Your goal:
Count how many lines in the records below contain the word "every", and reply with only that number.

Record excerpts:
########################################

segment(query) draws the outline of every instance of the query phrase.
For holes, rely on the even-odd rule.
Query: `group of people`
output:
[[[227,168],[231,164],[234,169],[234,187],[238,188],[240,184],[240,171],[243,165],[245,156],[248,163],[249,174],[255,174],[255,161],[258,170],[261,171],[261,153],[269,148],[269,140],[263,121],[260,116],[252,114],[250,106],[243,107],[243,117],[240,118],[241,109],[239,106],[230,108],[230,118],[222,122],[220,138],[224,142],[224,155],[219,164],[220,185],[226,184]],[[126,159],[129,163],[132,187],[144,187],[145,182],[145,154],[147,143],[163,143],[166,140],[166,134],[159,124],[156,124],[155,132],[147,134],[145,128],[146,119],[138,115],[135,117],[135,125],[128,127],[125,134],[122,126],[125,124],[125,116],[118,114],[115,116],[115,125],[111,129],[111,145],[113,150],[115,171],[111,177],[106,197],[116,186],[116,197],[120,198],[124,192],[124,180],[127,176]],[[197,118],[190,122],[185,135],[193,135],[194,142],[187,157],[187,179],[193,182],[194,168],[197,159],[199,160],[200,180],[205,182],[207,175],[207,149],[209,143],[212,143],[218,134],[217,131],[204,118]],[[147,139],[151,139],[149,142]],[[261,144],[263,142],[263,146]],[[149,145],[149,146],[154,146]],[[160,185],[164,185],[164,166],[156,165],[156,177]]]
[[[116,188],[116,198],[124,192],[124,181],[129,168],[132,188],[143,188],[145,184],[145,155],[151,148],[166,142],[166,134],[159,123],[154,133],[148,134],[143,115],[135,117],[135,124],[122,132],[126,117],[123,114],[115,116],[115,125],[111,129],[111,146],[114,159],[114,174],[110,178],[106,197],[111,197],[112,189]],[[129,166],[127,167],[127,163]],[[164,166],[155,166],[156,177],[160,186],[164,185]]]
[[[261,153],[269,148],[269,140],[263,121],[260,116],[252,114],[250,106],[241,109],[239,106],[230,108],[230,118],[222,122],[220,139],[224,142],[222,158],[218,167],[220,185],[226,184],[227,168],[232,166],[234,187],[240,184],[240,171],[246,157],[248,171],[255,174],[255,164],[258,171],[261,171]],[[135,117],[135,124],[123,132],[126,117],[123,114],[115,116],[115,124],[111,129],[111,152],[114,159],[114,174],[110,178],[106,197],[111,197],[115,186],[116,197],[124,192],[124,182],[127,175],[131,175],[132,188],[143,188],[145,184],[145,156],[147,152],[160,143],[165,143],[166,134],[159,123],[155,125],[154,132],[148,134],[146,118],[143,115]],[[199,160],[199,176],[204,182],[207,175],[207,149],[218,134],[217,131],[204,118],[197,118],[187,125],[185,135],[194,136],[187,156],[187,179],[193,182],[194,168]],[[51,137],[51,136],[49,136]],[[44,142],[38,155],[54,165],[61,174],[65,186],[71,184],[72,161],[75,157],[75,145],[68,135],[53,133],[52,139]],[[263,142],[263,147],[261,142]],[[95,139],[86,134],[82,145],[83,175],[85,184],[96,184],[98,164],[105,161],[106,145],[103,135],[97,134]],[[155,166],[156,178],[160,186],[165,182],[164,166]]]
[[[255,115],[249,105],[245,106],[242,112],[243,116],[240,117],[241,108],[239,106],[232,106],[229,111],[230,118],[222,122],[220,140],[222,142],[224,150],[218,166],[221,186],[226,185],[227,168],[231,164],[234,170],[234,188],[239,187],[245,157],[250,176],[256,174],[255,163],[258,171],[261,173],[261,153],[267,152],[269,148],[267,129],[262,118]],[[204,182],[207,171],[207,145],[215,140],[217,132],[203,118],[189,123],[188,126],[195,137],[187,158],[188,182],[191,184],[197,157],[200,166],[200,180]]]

########################################

Completed task:
1